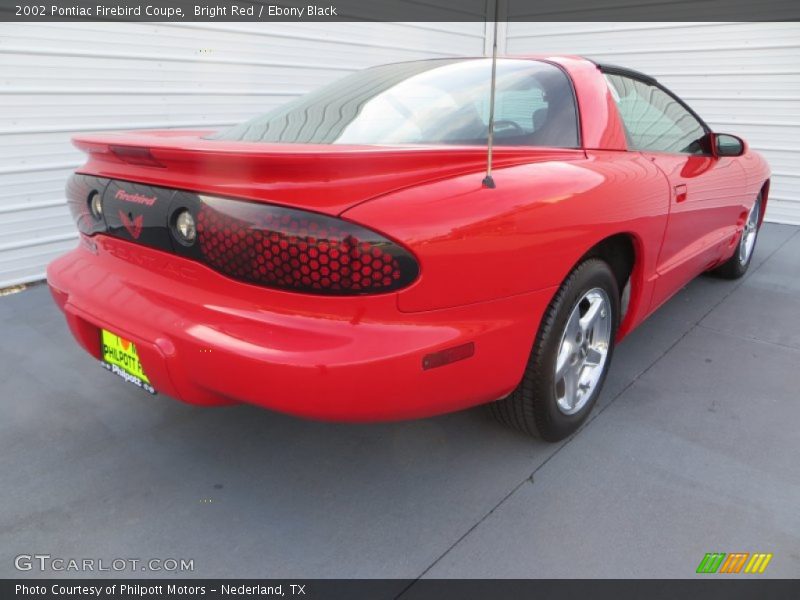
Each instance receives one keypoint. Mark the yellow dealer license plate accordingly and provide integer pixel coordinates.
(120, 357)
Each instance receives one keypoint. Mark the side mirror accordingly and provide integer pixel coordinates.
(724, 144)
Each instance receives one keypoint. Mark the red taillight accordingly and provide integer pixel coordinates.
(293, 249)
(250, 241)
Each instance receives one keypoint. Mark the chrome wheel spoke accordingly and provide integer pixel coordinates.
(571, 388)
(594, 357)
(563, 359)
(593, 313)
(583, 351)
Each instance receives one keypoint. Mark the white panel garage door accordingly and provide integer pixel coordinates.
(57, 79)
(742, 78)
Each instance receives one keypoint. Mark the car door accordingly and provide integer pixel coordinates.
(705, 190)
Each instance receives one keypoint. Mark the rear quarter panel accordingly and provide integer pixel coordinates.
(476, 244)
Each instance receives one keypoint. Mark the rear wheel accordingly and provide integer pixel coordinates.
(570, 358)
(736, 266)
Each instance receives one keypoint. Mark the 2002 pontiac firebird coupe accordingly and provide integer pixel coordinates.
(339, 258)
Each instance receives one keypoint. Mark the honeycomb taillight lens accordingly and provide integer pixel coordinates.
(298, 250)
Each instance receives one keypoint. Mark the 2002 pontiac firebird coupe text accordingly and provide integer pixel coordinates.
(339, 257)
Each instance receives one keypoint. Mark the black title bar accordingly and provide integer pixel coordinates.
(707, 588)
(398, 10)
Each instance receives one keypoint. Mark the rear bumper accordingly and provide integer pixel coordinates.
(205, 339)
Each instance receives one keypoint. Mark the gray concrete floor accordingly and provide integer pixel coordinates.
(694, 448)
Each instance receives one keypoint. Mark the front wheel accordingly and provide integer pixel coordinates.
(570, 357)
(736, 266)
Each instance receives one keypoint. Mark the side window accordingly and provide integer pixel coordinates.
(654, 120)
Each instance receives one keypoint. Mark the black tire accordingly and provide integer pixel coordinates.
(532, 407)
(735, 267)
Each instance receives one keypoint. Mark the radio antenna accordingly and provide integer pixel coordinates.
(488, 181)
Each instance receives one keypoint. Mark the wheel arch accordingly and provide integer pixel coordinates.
(623, 253)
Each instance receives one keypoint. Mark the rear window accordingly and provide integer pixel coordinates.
(427, 102)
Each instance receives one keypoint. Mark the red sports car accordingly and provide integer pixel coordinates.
(342, 257)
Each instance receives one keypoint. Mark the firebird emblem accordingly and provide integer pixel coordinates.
(134, 226)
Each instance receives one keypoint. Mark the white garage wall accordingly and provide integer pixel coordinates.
(57, 79)
(742, 78)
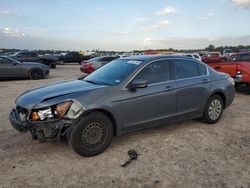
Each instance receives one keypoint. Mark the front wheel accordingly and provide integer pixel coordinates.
(92, 134)
(213, 110)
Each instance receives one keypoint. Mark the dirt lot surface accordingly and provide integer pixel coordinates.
(185, 154)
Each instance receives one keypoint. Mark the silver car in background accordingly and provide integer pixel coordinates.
(10, 68)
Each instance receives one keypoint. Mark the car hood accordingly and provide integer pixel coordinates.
(31, 98)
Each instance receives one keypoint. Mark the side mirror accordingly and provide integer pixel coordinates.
(137, 84)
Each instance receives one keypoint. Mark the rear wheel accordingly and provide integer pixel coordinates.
(214, 109)
(35, 74)
(92, 134)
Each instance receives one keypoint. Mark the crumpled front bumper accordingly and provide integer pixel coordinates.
(41, 130)
(16, 121)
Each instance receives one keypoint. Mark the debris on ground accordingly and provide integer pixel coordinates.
(133, 155)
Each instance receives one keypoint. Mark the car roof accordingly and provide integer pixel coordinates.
(239, 53)
(148, 58)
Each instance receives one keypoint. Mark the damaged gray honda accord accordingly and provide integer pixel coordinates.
(125, 95)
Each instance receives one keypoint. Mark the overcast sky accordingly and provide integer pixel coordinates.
(123, 24)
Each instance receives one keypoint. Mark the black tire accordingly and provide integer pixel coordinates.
(36, 74)
(52, 65)
(214, 109)
(91, 135)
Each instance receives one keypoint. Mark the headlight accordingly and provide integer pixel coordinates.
(62, 108)
(68, 109)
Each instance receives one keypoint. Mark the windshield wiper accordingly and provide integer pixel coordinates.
(97, 83)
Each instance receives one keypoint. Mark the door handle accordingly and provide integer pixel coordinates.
(205, 80)
(169, 88)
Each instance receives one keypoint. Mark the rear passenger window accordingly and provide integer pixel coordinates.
(156, 72)
(185, 69)
(245, 57)
(202, 69)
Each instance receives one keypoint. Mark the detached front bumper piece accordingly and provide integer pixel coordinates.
(41, 130)
(16, 121)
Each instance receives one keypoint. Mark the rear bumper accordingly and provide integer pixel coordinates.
(238, 78)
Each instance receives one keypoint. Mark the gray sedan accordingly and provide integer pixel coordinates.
(10, 68)
(125, 95)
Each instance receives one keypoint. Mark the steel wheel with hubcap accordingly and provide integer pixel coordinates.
(214, 109)
(92, 134)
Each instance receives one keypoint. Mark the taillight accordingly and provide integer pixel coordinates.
(239, 69)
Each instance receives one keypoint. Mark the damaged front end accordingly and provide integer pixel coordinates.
(48, 122)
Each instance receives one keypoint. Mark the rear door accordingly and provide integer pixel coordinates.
(151, 105)
(192, 87)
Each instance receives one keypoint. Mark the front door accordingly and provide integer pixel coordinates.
(153, 104)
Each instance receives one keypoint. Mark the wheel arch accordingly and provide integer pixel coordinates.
(108, 114)
(222, 95)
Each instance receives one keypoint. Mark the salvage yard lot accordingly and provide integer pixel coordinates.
(185, 154)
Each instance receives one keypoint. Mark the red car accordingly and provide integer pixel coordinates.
(238, 67)
(91, 65)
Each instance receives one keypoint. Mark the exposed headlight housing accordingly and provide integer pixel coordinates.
(71, 109)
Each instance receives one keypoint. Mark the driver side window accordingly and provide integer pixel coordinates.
(155, 72)
(4, 61)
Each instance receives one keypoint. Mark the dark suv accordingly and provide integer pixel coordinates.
(27, 56)
(73, 57)
(122, 96)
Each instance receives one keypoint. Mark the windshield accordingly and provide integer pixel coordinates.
(113, 73)
(94, 59)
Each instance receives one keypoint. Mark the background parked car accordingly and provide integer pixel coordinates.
(27, 56)
(73, 57)
(10, 68)
(238, 67)
(91, 65)
(193, 55)
(213, 57)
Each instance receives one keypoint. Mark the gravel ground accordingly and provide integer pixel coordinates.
(185, 154)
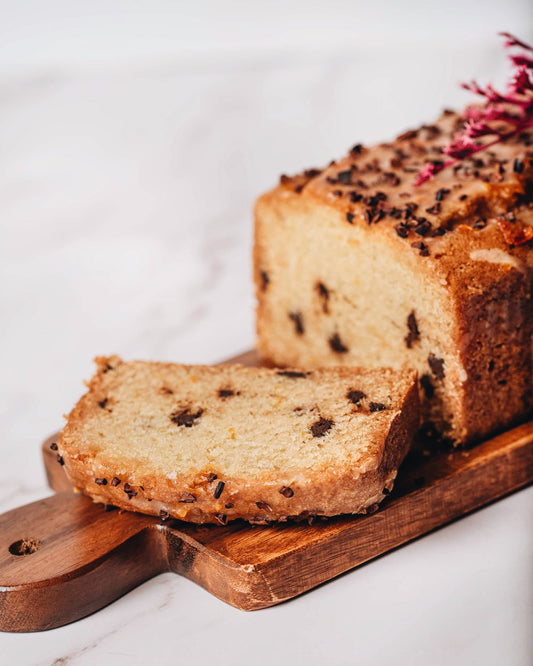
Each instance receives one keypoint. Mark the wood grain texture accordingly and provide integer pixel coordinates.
(85, 556)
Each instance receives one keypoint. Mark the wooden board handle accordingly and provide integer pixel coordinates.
(64, 557)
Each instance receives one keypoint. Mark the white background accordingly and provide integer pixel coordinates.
(134, 137)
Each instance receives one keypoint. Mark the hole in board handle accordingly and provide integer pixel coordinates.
(24, 546)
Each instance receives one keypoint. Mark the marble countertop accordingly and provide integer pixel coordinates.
(126, 196)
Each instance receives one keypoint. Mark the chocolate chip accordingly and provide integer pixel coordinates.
(187, 498)
(434, 210)
(286, 491)
(321, 427)
(413, 334)
(297, 318)
(437, 366)
(264, 280)
(186, 417)
(424, 250)
(423, 227)
(219, 489)
(441, 194)
(355, 396)
(345, 177)
(427, 386)
(292, 374)
(337, 345)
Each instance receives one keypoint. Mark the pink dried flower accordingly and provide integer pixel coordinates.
(512, 111)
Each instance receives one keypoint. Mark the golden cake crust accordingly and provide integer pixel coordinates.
(219, 492)
(459, 232)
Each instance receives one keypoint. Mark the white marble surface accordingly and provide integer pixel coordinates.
(125, 219)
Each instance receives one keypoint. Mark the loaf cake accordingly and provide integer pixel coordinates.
(211, 444)
(357, 264)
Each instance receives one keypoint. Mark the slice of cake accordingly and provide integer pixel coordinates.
(211, 444)
(357, 265)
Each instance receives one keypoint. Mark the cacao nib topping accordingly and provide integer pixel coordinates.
(297, 319)
(185, 417)
(427, 386)
(419, 245)
(437, 366)
(187, 498)
(355, 396)
(321, 427)
(286, 491)
(219, 489)
(443, 192)
(292, 374)
(264, 280)
(337, 345)
(434, 210)
(423, 227)
(413, 334)
(345, 177)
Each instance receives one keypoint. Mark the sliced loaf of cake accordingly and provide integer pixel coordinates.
(357, 265)
(211, 444)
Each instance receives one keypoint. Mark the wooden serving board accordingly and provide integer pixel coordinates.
(65, 557)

# Work order:
Starting with the line that contains "Each instance receives one keypoint. Mark the sliced", return every line through the last one of the records, exactly as written.

# Exercise solution:
Each instance receives one keypoint. Mark the sliced loaf of cake accordingly and provide integer pixel coordinates.
(357, 265)
(211, 444)
Each instance receives one keypoint. Mark the wooden serving board accordingly and provide integer pixel coordinates.
(65, 557)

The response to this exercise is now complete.